Which lines in the records below contain the word "long"? Report each of them.

= Beginning of Section =

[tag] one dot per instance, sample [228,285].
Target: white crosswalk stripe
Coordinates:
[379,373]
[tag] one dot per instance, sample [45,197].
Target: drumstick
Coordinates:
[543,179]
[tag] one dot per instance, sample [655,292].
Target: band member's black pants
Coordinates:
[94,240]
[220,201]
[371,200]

= End of Section =
= Beginning of Section =

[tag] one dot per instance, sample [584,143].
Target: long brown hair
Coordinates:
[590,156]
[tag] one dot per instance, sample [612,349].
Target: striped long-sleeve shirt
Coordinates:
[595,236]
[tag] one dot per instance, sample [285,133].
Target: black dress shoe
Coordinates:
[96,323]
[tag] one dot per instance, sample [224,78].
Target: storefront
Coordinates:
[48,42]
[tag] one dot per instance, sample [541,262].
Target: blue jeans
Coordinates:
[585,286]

= End of Section =

**EXPECTED ANSWER:**
Target: long brown hair
Target: striped long-sleeve shirt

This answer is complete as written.